## Source passage
···

(Corrects description of FDA order in first paragraph.)
Late last year, the Food and Drug Administration decided to take down a rapidly growing Silicon Valley startup called 23andMe Inc., a personal genomics and biotechnology company backed in part by Google Ventures and Russian venture capitalist Yuri Milner. The FDA ordered 23andMe to stop marketing health results from its genetic information product after a lengthy colloquy with the company that (according to the agency) lasted four years and included dozens of meetings, written communications and hundreds of e-mail exchanges.
What was perplexing about the case was the decision by 23andMe to ignore the regulators in the six months before the cease-and-desist order. There were no phone calls, letters or conversations (again, according to the agency) in this period. When the FDA forbade the company from selling its headline product, the reaction was mostly unanimous: It didn’t have to be this way.
Having moved to Silicon Valley last year to accept academic appointments at the Hoover Institution and Stanford University after years in and around policy making and politics in Washington, I’ve observed firsthand the intellectual and cultural differences between Silicon Valley and the nation’s capital.
While I wasn’t privy to the interactions between 23andMe and the agency, the episode seemed to suggest that some entrepreneurs, venture capitalists and others around Silicon Valley misunderstood a few things about Washington and the regulatory process. With 23andMe's announcement last month that it was moving forward again -- and interacting with the FDA as required -- what lessons have we learned in the eight months since the agency's action against the company?
First, federal regulators, particularly those who work in the civil service, generally proceed from the assumption that they have the authority to reach regulatory “gray spaces.” It doesn’t matter that entrepreneurs and investors think regulators have no business (or, frankly, the legal authority) to reach the conclusions they reach. In contrast, regulators often believe they can and should be regulating a given set of activities. Thus they will begin to do so, forcing a venture to prove them wrong.
This appears to be the trap that 23andMe fell into. The company repeatedly argued that people had a right to see their own genetic information, free from government interference, even though the FDA has held the position since 2010 that the genetic tests are medical devices and therefore rightfully regulated under the Federal Food, Drug and Cosmetic Act. The FDA’s position isn’t exactly ironclad, yet it is close enough that significant engagement with the agency was needed to stave off regulatory action against 23andMe.

···

## Collected data
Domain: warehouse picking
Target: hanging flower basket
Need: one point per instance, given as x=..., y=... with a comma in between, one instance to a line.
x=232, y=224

···

## Activities
1. Answer these questions from the 23andMe passage:
(a) Who, besides Google Ventures, helped back 23andMe?
(b) For how long before the cease-and-desist order was there no contact between the company and the regulators?
(c) Since what year has the FDA held that the genetic tests are medical devices?
2. Can you extend the 23andMe passage, picking up after its final paragraph?
The lines are separate material from the 23andMe passage.

## Set of answers
1.
(a) Russian venture capitalist Yuri Milner.
(b) Six months.
(c) 2010.

2.
A contrast to 23andMe is Theranos Inc., a company that has pioneered technology to perform blood tests more quickly and less painfully and intrusively than conventional exams. A recent profile of the company noted that it has employed a “take no chances” approach by seeking FDA approval for every one of its tests. The company isn't obligated to do this, but it may make regulators think twice about moving into the “gray spaces” where Theranos may be operating.
The second lesson is that in Washington, process trumps everything -- a mind-set that is foreign to Silicon Valley. In fact, I’ve heard a number of entrepreneurs express this sentiment: We don’t really care about what policy makers think because we have the better product, or better idea, and at the end of the day, better will always win. This view wrongly assumes that Washington functions on merit alone.
The reality is that federal regulators need to be courted assiduously. Rules must be followed, deadlines must be observed, and relationships carefully cultivated.
In regulated industries as diverse as pharmaceuticals and banking, incumbent companies understand the need to do this. Companies such as Pfizer Inc. and Citigroup Inc. have perfected the art of using Washington as a shield rather than seeing it as an obstacle. Smaller or newer ventures operating in regulated industries should recognize that even a small nod toward the value of process will go a long way.
Finally, you can’t always solve a problem in Washington just by throwing more money at it. This is particularly true for early-stage or smaller ventures operating in regulated industries, because they simply don’t have the capital to spend engaging regulators in the way that larger or more mature enterprises such as Facebook Inc., Google Inc. and, most recently, Uber Technologies Inc. do.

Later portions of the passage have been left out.